▶ **Exercise brief**: Reproduce the entire listing below verbatim, leaving every line unchanged.
**** Dataset rows
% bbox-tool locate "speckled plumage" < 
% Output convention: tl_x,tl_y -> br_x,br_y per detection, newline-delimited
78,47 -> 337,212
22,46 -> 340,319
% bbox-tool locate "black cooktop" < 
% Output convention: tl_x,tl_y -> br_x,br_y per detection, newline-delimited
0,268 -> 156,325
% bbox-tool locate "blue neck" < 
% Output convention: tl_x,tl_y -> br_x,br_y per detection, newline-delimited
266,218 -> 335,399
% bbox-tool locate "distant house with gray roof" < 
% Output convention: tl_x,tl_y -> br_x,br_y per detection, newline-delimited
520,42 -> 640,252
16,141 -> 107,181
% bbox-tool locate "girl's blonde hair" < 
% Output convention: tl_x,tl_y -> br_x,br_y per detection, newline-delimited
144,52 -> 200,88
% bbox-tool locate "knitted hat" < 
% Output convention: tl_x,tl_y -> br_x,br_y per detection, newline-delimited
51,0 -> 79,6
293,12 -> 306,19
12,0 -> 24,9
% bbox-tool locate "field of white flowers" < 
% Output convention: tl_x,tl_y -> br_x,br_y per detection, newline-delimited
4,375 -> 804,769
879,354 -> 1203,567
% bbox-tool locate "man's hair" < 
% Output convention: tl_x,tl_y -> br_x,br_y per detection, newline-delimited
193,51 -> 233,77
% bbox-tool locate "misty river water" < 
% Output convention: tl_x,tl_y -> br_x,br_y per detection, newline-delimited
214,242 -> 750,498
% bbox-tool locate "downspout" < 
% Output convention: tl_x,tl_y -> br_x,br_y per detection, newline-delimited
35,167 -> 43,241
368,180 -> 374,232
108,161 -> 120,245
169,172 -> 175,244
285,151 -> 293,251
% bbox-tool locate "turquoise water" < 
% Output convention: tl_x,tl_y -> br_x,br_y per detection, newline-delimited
********
▶ **Answer to this task**:
% bbox-tool locate "speckled plumage" < 
% Output convention: tl_x,tl_y -> br_x,br_y per detection, newline-delimited
78,47 -> 337,212
22,46 -> 340,319
% bbox-tool locate "black cooktop" < 
% Output convention: tl_x,tl_y -> br_x,br_y per detection, newline-delimited
0,268 -> 156,325
% bbox-tool locate "blue neck" < 
% Output convention: tl_x,tl_y -> br_x,br_y per detection, newline-delimited
266,218 -> 335,399
% bbox-tool locate "distant house with gray roof" < 
% Output convention: tl_x,tl_y -> br_x,br_y per detection, newline-delimited
520,42 -> 640,252
16,141 -> 107,181
% bbox-tool locate "girl's blonde hair" < 
% Output convention: tl_x,tl_y -> br_x,br_y per detection, newline-delimited
144,52 -> 200,88
% bbox-tool locate "knitted hat" < 
% Output convention: tl_x,tl_y -> br_x,br_y per detection, newline-delimited
51,0 -> 79,6
293,12 -> 306,19
12,0 -> 24,9
% bbox-tool locate "field of white flowers" < 
% Output convention: tl_x,tl_y -> br_x,br_y per detection, newline-delimited
4,375 -> 804,769
879,354 -> 1203,567
% bbox-tool locate "man's hair" < 
% Output convention: tl_x,tl_y -> br_x,br_y per detection, newline-delimited
193,51 -> 233,77
% bbox-tool locate "misty river water" < 
% Output convention: tl_x,tl_y -> br_x,br_y per detection, newline-delimited
214,242 -> 750,498
% bbox-tool locate "downspout" < 
% Output convention: tl_x,tl_y -> br_x,br_y per detection, newline-delimited
35,167 -> 43,241
368,180 -> 374,232
108,161 -> 120,245
169,172 -> 175,244
285,151 -> 293,251
% bbox-tool locate "turquoise water" < 
% Output convention: tl_x,tl_y -> br_x,br_y per detection, newline-delimited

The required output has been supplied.